About this exercise
Compute how many lines below contain the word "sample" and respond with that number only.

(Provided data Opens)

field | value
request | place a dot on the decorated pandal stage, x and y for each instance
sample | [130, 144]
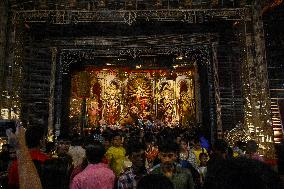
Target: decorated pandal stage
[132, 97]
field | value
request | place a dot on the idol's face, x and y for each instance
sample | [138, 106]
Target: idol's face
[117, 141]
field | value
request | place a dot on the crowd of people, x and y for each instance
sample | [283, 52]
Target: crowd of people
[168, 158]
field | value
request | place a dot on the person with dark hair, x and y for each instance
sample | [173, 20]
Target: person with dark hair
[241, 173]
[155, 182]
[251, 151]
[180, 177]
[55, 173]
[96, 174]
[76, 151]
[33, 137]
[136, 154]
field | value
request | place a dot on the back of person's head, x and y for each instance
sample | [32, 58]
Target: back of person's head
[134, 146]
[155, 181]
[220, 146]
[95, 153]
[241, 173]
[33, 136]
[55, 173]
[168, 146]
[251, 146]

(Provided data Closes)

Worked solution
5